━━━ LISTED RECORDS
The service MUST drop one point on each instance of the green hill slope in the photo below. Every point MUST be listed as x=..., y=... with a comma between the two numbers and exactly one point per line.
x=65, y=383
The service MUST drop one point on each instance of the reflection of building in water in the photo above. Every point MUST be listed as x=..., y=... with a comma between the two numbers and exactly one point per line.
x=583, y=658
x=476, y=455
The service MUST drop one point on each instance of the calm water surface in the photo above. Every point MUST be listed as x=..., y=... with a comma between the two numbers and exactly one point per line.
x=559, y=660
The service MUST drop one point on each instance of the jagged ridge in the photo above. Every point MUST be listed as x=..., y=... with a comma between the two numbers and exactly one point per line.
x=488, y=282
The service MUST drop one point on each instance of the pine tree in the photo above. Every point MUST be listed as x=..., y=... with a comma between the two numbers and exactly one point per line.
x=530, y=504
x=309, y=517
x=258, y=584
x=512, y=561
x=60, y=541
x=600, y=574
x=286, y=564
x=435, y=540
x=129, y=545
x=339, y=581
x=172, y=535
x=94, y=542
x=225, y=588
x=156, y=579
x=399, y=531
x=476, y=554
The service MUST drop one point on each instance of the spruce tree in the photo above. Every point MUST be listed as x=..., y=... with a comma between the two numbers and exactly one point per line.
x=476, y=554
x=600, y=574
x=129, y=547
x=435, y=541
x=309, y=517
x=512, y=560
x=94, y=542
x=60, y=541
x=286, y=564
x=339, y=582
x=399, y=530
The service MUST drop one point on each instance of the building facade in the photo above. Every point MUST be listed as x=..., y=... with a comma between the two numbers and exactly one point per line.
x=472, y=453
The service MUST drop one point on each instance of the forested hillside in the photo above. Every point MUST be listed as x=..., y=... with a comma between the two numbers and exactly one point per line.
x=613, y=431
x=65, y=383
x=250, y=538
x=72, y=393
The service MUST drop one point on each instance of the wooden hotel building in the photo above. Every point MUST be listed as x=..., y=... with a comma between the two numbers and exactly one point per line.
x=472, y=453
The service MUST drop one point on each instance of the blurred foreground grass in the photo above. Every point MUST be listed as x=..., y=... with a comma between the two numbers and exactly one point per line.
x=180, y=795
━━━━━━
EXERCISE :: Render the listing above as a two-column CSV with the header row instruction,points and one row per instruction. Put each field in double quotes, and replace any line breaks inside a field with spaces.

SOLUTION FOR THIS EXERCISE ::
instruction,points
"The service MUST drop one point on each instance of the green hill slope in the photo below. Every point MUST be listed as x=..., y=... with a comma between the two numbers and exactly one point per line.","x=65, y=383"
"The service MUST drop one point on each instance of the reflection of building in water in the photo above. Every point MUST be listed as x=..., y=... with a comma between the two numbers and exactly one point per line.","x=583, y=658 x=476, y=455"
"The service MUST drop one point on each instance of the calm water surface in the photo above. Every point MUST be listed as x=..., y=... with a comma between the two numbers and exactly one point per line.","x=559, y=660"
"The service MUST drop one point on each instance of the jagged ridge in the photo above. Every point MUST be listed as x=..., y=... with a comma between the two numbers and exactly one point per line.","x=488, y=282"
"The service MUST drop one point on each instance of the pine tree in the photo above. Every point MUST be listed as x=..., y=... with a comma between the two numbers and exactly one point per line.","x=530, y=504 x=309, y=517 x=258, y=584 x=512, y=561 x=60, y=541 x=600, y=574 x=286, y=564 x=435, y=540 x=129, y=545 x=339, y=581 x=172, y=535 x=94, y=542 x=225, y=588 x=156, y=579 x=399, y=531 x=476, y=554"
"The service MUST drop one point on each instance of the spruce tree in the photo above. Every point MUST be listed as x=..., y=... with a comma between the two numbers and exactly one point per line.","x=476, y=554 x=600, y=574 x=129, y=547 x=435, y=541 x=309, y=517 x=512, y=560 x=94, y=542 x=60, y=541 x=286, y=564 x=339, y=582 x=399, y=530"
"The service MUST drop one point on each instance of the building facade in the photo above. Every point MUST be listed as x=..., y=... with a comma between the two numbers and exactly one point per line.","x=472, y=453"
"The service MUST drop one point on each instance of the forested hillside in the photo above. Every point MUST be listed as x=..., y=... with a comma between the two numbers and exactly one point per line.","x=613, y=431 x=65, y=383 x=250, y=538 x=72, y=393"
"The service MUST drop one point on each instance of the wooden hotel building in the photo above. Every point MUST be listed as x=..., y=... with a comma between the two numbers and exactly one point per line.","x=472, y=453"
"The service MUST drop one point on each instance of the blurred foreground grass in the photo above. Every point MUST be listed as x=..., y=... with a comma between the two numbers and exactly one point per line.","x=180, y=795"